Quoted text:
※ ※ ※
Monday, April 15, 2013

Massachusetts Civil War History and Military Contributions

Massachusetts Civil War History

Massachusetts, Boston Tea Party, Boston Massacre, Civil War contributions, and the All-American State.

Massachusetts was one of the 13 colonies that participated in the American Revolution and it became the sixth U.S. state on February 6, 1788. It was the first state to abolish slavery and according to the 1790 Federal census, no slaves were recorded in the state. Massachusetts was host to the Mayflower and the Plymouth Colony; the Boston Massacre and Boston Tea Party; and the Battles of Lexington and Concord.

Massachusetts played a major role in Civil War causation, particularly with regard to the political ramifications of the anti-slavery movement. Anti-slavery activists in Massachusetts sought to influence public opinion and applied moral and political pressure on Congress to abolish slavery. William Lloyd Garrison of Boston began publishing the anti-slavery newspaper The Liberator and founded the New England Anti-Slavery Society in 1831, becoming one of the nation’s most influential abolitionists. Garrison and his uncompromising rhetoric provoked a backlash both in the North and South and escalated regional tension prior to the war.
Civil War
According to the 1860 U.S. census, Massachusetts had a population of 1,231,066. Although Massachusetts did not fight any battles on its soil, its soldiers fought in practically every major battle and campaign during the Civil War.
※ ※ ※
Supplied data:
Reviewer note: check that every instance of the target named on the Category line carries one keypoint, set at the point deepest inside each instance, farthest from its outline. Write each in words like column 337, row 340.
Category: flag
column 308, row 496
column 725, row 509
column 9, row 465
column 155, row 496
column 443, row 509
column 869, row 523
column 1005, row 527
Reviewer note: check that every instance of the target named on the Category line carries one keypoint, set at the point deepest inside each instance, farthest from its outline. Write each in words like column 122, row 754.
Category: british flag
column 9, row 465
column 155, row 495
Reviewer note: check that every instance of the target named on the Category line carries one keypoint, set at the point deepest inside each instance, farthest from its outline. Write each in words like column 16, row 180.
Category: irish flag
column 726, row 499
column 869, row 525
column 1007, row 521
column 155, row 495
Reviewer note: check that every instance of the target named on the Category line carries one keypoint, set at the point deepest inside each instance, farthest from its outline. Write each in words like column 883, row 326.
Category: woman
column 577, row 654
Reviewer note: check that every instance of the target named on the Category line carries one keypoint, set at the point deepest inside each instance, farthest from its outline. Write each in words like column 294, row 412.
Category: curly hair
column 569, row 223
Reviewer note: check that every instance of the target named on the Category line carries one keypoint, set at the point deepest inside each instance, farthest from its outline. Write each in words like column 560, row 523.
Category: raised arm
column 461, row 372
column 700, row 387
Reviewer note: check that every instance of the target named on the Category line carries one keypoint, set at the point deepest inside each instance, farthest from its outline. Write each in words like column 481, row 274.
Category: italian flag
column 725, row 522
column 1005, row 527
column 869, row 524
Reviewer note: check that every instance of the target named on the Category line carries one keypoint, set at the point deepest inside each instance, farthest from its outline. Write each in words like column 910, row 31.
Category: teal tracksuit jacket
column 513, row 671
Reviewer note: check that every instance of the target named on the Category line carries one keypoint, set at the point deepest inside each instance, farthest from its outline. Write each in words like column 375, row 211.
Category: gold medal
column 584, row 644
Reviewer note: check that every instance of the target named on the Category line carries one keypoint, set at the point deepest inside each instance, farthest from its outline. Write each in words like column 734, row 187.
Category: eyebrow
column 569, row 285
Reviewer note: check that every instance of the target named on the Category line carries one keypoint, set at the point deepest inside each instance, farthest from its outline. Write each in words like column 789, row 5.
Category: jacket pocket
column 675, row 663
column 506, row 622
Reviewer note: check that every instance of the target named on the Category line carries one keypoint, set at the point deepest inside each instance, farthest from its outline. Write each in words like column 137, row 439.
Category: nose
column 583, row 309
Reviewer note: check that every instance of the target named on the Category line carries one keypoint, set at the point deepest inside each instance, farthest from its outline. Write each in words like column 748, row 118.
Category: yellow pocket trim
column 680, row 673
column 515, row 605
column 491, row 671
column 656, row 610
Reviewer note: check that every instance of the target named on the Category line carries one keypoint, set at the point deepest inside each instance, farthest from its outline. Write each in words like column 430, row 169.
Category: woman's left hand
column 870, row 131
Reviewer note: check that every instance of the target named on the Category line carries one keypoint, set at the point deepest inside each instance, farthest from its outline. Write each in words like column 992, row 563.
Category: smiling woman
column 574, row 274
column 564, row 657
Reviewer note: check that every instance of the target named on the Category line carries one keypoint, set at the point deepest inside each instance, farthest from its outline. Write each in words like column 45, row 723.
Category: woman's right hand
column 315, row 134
※ ※ ※
Problems to work on:
**1)** Summarize the Massachusetts history text in two sentences.
**2)** Recast the paragraph of the Massachusetts history text that begins "Massachusetts played a major role" as a bulleted list that keeps its main facts.
The records are separate from the Massachusetts history text and are unrelated to it.

Task-by-task solutions:
**1)** Massachusetts, one of the 13 colonies in the American Revolution, became the sixth U.S. state in 1788 and was the first state to abolish slavery. Its anti-slavery activists, especially William Lloyd Garrison, helped raise regional tension before the Civil War, and although no battles were fought on its soil, its soldiers fought in practically every major battle and campaign of that war.

**2)**
- Massachusetts played a major role in causing the Civil War, particularly through the political effects of the anti-slavery movement.
- Its anti-slavery activists sought to influence public opinion and applied moral and political pressure on Congress to abolish slavery.
- In 1831, William Lloyd Garrison of Boston began publishing The Liberator and founded the New England Anti-Slavery Society, becoming one of the nation's most influential abolitionists.
- Garrison's uncompromising rhetoric provoked a backlash in both the North and South and escalated regional tension before the war.